◆ **Your goal**: Render every line of the records below as a numbered list, leaving out any blank lines.

════

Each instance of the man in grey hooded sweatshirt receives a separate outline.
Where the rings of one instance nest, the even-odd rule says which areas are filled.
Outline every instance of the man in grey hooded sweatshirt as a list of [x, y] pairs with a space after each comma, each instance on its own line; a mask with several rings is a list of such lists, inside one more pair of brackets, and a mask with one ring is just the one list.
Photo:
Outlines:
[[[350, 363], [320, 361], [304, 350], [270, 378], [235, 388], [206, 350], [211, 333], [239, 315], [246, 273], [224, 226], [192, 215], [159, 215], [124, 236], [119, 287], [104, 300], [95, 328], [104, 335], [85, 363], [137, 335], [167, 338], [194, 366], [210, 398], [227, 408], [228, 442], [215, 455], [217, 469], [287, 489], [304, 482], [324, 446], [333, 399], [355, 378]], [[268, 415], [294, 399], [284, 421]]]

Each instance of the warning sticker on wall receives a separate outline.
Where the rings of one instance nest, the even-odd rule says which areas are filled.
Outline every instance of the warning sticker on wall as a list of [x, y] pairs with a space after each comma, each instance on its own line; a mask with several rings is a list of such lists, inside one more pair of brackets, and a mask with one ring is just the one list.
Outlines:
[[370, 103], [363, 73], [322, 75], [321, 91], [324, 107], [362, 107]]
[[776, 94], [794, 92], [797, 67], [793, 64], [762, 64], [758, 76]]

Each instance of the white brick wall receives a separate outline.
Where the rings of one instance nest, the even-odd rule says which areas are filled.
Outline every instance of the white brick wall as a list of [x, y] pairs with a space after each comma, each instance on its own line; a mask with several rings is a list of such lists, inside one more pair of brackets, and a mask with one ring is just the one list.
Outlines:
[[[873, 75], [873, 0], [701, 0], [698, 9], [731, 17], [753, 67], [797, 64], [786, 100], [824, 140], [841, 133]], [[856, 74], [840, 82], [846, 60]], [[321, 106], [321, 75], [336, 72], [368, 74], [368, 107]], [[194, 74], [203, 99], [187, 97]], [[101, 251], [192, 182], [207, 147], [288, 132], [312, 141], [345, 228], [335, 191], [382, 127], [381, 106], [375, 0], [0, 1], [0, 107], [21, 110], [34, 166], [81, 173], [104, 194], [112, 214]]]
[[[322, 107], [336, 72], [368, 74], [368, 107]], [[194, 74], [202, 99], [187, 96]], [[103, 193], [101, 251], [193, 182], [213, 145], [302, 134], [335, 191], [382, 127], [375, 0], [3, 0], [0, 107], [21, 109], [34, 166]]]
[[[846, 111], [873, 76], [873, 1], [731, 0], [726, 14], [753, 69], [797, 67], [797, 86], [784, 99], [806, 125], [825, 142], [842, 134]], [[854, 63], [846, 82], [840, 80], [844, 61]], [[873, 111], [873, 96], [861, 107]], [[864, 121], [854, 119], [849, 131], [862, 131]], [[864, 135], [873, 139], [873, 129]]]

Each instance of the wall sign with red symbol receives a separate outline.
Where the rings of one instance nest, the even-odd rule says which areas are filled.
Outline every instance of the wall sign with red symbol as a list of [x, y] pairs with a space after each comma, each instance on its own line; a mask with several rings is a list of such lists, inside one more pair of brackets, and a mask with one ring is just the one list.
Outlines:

════

◆ **Solution to the exercise**:
1. Each instance of the man in grey hooded sweatshirt receives a separate outline.
2. Where the rings of one instance nest, the even-odd rule says which areas are filled.
3. Outline every instance of the man in grey hooded sweatshirt as a list of [x, y] pairs with a space after each comma, each instance on its own line; a mask with several rings is a list of such lists, inside one more pair of brackets, and a mask with one ring is just the one list.
4. Photo:
5. Outlines:
6. [[[350, 363], [320, 361], [304, 350], [270, 378], [235, 388], [206, 350], [211, 333], [239, 315], [246, 273], [224, 226], [192, 215], [159, 215], [124, 236], [119, 287], [104, 300], [95, 328], [104, 335], [85, 363], [137, 335], [167, 338], [194, 366], [210, 398], [227, 408], [228, 442], [215, 455], [217, 469], [287, 489], [304, 482], [324, 446], [333, 399], [355, 378]], [[268, 415], [294, 399], [284, 421]]]
7. Each instance of the warning sticker on wall receives a separate outline.
8. Where the rings of one instance nest, the even-odd rule says which areas are filled.
9. Outline every instance of the warning sticker on wall as a list of [x, y] pairs with a space after each comma, each instance on its own line; a mask with several rings is a list of such lists, inside one more pair of brackets, and a mask with one ring is just the one list.
10. Outlines:
11. [[370, 103], [363, 73], [322, 75], [321, 91], [324, 107], [362, 107]]
12. [[776, 94], [794, 92], [797, 67], [793, 64], [762, 64], [758, 76]]
13. Each instance of the white brick wall receives a separate outline.
14. Where the rings of one instance nest, the even-odd rule says which areas are filled.
15. Outline every instance of the white brick wall as a list of [x, y] pairs with a space after each comma, each instance on its own line; a mask with several rings is a list of such lists, inside one more pair of brackets, and a mask with one ring is just the one list.
16. Outlines:
17. [[[873, 75], [873, 0], [701, 0], [698, 9], [731, 17], [753, 67], [797, 64], [786, 100], [824, 140], [841, 133]], [[856, 74], [840, 82], [846, 60]], [[321, 106], [321, 75], [336, 72], [368, 74], [368, 107]], [[194, 74], [203, 99], [187, 97]], [[101, 251], [192, 182], [207, 147], [288, 132], [312, 141], [345, 228], [335, 191], [382, 127], [381, 106], [375, 0], [0, 1], [0, 107], [21, 110], [34, 166], [81, 173], [104, 194], [112, 214]]]
18. [[[322, 107], [336, 72], [368, 74], [368, 107]], [[194, 74], [202, 99], [187, 96]], [[103, 193], [101, 251], [193, 182], [213, 145], [302, 134], [335, 191], [382, 127], [375, 0], [3, 0], [0, 107], [21, 109], [34, 166]]]
19. [[[846, 111], [873, 76], [873, 1], [731, 0], [726, 14], [753, 69], [797, 67], [797, 86], [784, 99], [806, 125], [825, 142], [842, 134]], [[854, 63], [846, 82], [840, 80], [844, 61]], [[873, 111], [873, 96], [861, 107]], [[864, 121], [854, 119], [849, 131], [862, 131]], [[864, 135], [873, 139], [873, 129]]]
20. Each instance of the wall sign with red symbol receives a separate outline.
21. Where the rings of one instance nest, the even-odd rule says which areas are filled.
22. Outline every instance of the wall sign with red symbol as a list of [x, y] pairs with a space after each comma, each instance on its own line; a mask with several rings is a list of such lists, inside one more pair of brackets, and a mask with one ring is just the one list.
23. Outlines:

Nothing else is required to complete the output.